▶ Task requirements: Rewrite each line of the data below, substituting "widest" for "fattest" and leaving everything else as it is.

▶ Source data:
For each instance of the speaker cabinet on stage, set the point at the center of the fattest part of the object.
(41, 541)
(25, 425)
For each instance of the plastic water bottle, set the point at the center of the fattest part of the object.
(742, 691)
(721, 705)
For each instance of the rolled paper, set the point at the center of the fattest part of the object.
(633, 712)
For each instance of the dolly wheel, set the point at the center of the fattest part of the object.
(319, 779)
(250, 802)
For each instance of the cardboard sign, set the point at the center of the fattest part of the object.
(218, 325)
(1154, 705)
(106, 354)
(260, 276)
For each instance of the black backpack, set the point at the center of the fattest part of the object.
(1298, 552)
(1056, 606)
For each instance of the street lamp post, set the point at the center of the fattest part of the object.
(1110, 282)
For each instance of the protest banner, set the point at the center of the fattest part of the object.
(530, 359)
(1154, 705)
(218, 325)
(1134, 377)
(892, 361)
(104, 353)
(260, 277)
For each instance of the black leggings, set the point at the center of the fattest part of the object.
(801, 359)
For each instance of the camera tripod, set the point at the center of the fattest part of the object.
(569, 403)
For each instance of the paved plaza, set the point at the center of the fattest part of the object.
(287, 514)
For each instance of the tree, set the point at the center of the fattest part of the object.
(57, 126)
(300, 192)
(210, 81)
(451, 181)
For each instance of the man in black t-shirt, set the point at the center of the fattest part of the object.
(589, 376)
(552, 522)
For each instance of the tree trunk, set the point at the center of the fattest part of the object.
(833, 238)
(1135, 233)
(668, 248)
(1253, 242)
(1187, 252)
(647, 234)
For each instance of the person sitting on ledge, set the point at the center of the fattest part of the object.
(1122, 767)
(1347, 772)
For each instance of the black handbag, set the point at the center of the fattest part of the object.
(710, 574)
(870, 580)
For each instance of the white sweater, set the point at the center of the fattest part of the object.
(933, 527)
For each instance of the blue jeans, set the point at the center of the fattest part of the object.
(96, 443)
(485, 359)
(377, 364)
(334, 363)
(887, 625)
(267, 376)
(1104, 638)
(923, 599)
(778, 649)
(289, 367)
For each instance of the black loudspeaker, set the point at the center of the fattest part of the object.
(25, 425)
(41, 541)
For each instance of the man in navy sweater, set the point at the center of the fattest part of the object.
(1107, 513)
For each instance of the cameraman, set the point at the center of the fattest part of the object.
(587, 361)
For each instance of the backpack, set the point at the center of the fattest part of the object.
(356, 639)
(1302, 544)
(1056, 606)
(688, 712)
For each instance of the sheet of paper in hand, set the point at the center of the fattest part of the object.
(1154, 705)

▶ The reply:
For each instance of the speaker cabinet on stage, set the point at the center of the widest part of the object.
(41, 541)
(25, 425)
For each instance of the plastic water bottle, set the point at the center of the widest part of the object.
(742, 691)
(721, 705)
For each instance of the rolled paper, set the point at the center of the widest part of the object.
(633, 712)
For each instance of the dolly wheel, set the point at the center of the widest part of the object.
(319, 779)
(250, 802)
For each instance of the cardboard sign, set the point at the center of the widest part of the object.
(218, 325)
(1154, 705)
(106, 354)
(260, 276)
For each instance of the black backpack, set the point at the center of the widest part of the object.
(1298, 552)
(1056, 606)
For each instance of the street lamp post, set the point at the center of the widest part of the object.
(1110, 282)
For each instance of the protest banner, set the point at the center of the widest part of the object.
(530, 359)
(1154, 705)
(218, 325)
(1134, 377)
(892, 361)
(104, 353)
(260, 277)
For each instance of the black leggings, set the point at the center of the widest part of the object.
(801, 359)
For each instance of the camera tripod, set the point at the center of the widest part of the object.
(569, 403)
For each instance of the paved plaza, set the point at the center of the widest part of the object.
(287, 514)
For each instance of the tree, set the point at the center of the widest part of the object.
(57, 126)
(300, 192)
(210, 81)
(451, 181)
For each instance of the man in black t-shirt, set the point at the center of the widest part of the object.
(589, 376)
(552, 522)
For each instance of the tree trunk, set the point at the center of the widest part of the object.
(833, 238)
(1135, 233)
(668, 248)
(1253, 242)
(1187, 252)
(647, 234)
For each instance of the person sitting on ledge, set the point at the center of the widest part of the object.
(1122, 767)
(1347, 772)
For each instance of the black handbag, set the point at the center of the widest part of the object.
(710, 574)
(870, 580)
For each instance of the white sweater, set the point at the center of the widest part of the object.
(933, 527)
For each instance of the blue jeans, set the point at the center of the widest part of the object.
(96, 443)
(485, 359)
(377, 364)
(334, 363)
(887, 625)
(267, 376)
(1104, 638)
(923, 599)
(778, 649)
(289, 367)
For each instance of the black loudspeaker, set the point at the center of the widest part of the object.
(25, 425)
(41, 541)
For each instance of the man in navy sweater, set the point at the center of the widest part of the object.
(1107, 513)
For each instance of the cameraman, set the point at the center of the widest part of the object.
(587, 361)
For each instance of the backpack, set the point at the center of the widest part of the object.
(356, 639)
(1302, 544)
(1056, 606)
(688, 712)
For each instance of the sheet of paper in hand, set the point at the center of the widest part of the object.
(1154, 705)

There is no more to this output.